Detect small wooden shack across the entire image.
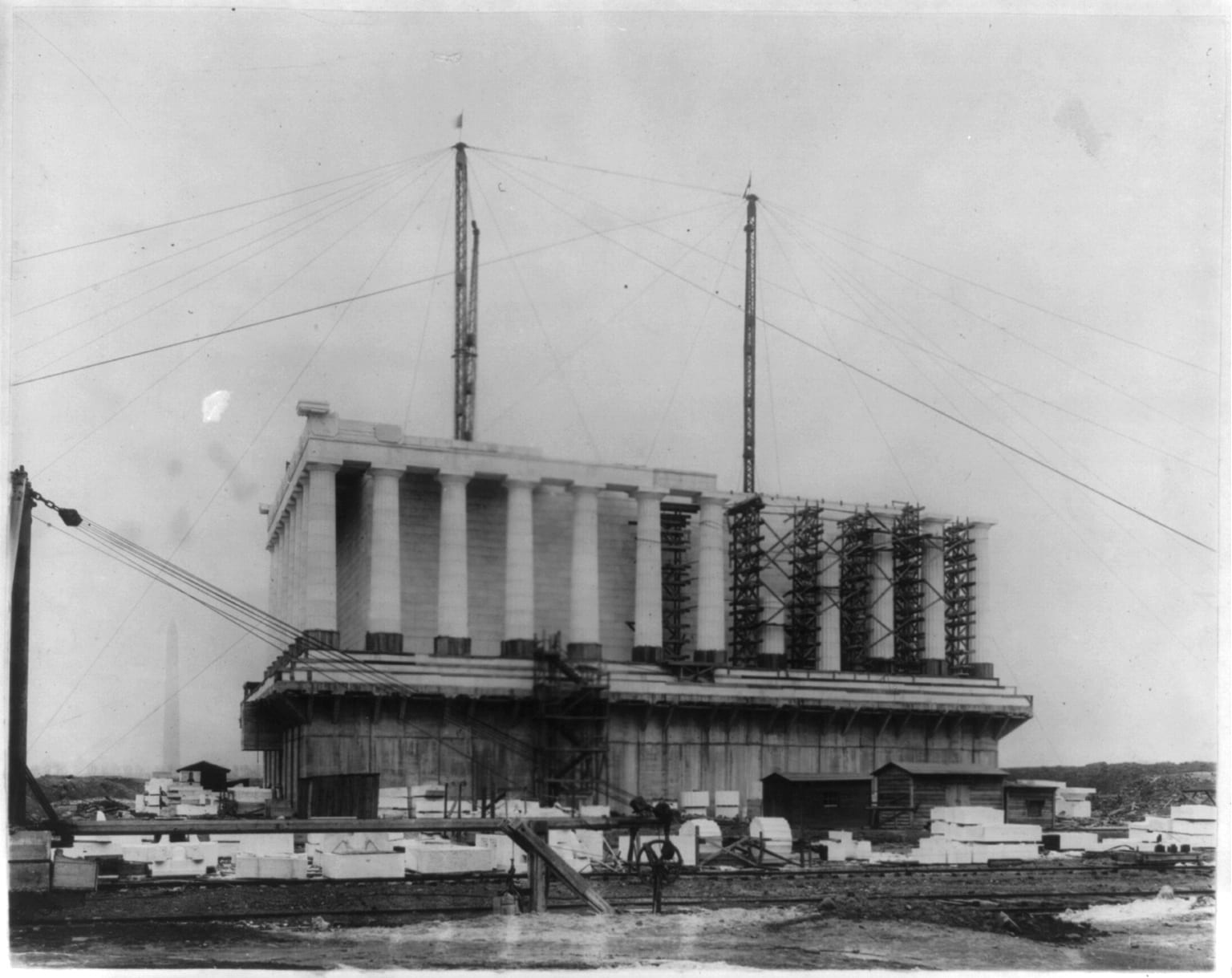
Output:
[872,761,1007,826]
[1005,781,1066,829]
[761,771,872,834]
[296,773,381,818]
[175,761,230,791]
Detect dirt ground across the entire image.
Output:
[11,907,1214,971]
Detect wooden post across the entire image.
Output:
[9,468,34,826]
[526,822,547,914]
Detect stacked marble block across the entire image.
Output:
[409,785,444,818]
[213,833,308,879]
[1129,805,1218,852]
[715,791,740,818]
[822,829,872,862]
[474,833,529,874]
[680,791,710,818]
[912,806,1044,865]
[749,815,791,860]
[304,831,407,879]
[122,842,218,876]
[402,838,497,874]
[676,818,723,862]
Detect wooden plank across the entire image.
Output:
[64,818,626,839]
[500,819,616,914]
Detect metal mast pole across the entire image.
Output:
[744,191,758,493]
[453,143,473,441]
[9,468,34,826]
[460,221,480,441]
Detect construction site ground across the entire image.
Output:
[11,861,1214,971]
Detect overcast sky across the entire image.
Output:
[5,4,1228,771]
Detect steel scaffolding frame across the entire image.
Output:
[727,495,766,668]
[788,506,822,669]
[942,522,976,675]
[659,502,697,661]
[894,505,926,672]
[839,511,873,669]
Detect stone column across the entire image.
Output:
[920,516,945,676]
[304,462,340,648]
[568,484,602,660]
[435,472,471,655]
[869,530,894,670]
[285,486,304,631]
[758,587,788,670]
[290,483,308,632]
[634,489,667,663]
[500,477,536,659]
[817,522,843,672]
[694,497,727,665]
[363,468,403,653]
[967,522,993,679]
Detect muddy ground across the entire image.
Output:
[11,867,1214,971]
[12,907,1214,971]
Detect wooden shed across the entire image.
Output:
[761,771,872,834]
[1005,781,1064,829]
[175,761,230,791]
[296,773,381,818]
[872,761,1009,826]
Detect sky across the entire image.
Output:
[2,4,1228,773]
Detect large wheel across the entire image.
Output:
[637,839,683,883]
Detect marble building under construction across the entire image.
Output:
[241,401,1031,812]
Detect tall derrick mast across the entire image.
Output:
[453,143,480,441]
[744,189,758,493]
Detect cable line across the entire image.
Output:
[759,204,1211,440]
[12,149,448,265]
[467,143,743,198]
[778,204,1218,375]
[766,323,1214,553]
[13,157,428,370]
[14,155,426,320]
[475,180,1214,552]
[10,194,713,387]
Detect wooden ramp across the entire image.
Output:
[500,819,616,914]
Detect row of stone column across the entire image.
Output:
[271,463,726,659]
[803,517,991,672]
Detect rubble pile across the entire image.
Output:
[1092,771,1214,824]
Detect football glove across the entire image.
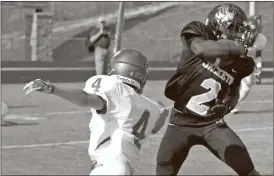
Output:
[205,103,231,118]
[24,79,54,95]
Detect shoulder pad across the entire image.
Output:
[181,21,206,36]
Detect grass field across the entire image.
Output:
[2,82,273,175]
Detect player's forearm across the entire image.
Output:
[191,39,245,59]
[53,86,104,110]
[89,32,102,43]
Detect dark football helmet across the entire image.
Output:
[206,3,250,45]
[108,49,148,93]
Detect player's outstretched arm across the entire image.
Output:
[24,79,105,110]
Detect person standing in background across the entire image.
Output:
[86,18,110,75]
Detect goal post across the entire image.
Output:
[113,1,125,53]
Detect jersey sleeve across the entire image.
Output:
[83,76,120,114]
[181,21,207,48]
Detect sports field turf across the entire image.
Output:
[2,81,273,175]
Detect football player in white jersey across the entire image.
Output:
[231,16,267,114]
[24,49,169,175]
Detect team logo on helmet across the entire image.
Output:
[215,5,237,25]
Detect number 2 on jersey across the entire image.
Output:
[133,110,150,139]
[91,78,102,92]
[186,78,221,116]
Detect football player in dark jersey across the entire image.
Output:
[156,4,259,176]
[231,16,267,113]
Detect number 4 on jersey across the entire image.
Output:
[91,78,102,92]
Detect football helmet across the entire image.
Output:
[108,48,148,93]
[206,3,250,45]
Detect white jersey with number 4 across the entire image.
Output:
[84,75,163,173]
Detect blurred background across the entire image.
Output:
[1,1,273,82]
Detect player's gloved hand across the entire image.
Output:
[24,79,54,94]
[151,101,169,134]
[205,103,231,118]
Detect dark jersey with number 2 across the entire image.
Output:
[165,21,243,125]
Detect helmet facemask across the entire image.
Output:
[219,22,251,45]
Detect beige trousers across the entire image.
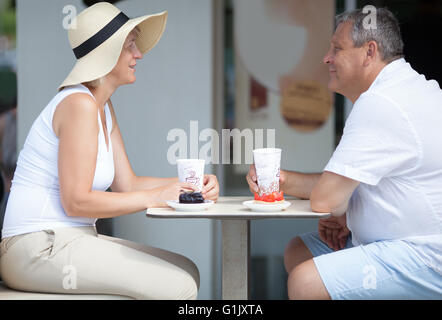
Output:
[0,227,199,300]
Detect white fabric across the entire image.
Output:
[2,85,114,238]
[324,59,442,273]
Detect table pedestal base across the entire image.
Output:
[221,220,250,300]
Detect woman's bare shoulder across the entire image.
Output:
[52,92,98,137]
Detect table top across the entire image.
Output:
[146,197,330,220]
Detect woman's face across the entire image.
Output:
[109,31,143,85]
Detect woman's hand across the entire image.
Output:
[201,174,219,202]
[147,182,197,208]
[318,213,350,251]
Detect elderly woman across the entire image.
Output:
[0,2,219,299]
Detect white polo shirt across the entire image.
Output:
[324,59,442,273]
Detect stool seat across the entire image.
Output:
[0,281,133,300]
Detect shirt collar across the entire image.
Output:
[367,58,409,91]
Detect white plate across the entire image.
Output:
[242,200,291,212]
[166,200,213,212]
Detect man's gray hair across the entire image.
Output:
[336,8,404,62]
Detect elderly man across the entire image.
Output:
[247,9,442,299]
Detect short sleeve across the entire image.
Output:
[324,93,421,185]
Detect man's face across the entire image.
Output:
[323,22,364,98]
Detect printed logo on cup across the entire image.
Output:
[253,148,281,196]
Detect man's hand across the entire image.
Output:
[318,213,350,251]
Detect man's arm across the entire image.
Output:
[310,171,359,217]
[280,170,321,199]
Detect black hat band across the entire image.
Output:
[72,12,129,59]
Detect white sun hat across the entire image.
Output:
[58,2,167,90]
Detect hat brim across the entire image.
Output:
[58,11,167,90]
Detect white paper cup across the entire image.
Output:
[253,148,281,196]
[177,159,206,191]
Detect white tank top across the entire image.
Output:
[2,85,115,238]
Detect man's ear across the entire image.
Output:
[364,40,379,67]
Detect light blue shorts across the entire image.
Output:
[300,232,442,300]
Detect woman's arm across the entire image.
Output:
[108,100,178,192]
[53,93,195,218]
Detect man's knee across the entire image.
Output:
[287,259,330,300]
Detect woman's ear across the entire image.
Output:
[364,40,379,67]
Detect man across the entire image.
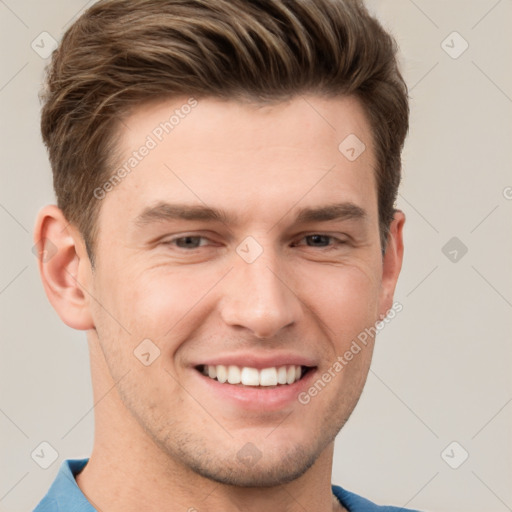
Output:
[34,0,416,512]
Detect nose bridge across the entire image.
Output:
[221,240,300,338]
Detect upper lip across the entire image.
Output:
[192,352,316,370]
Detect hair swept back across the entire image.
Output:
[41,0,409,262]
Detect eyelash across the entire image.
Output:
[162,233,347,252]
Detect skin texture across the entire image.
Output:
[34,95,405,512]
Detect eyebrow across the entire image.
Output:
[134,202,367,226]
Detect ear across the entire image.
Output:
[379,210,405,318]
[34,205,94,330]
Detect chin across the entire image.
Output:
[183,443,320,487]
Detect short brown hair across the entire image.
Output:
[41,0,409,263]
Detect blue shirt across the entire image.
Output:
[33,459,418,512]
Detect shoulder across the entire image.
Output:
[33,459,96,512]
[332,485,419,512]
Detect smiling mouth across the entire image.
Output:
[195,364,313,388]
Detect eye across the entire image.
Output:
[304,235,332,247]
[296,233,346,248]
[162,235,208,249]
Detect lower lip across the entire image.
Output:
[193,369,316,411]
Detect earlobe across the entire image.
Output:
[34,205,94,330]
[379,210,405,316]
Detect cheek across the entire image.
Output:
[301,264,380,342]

* **Work to be completed**:
Show every line of the listing above that contains the string "helmet", matching case exactly.

* **Written response**:
Detect dark football helmet across the entire image.
Detect team logo on helmet across the entire image.
Detect football helmet across the entire image.
Detect helmet facemask across the entire image.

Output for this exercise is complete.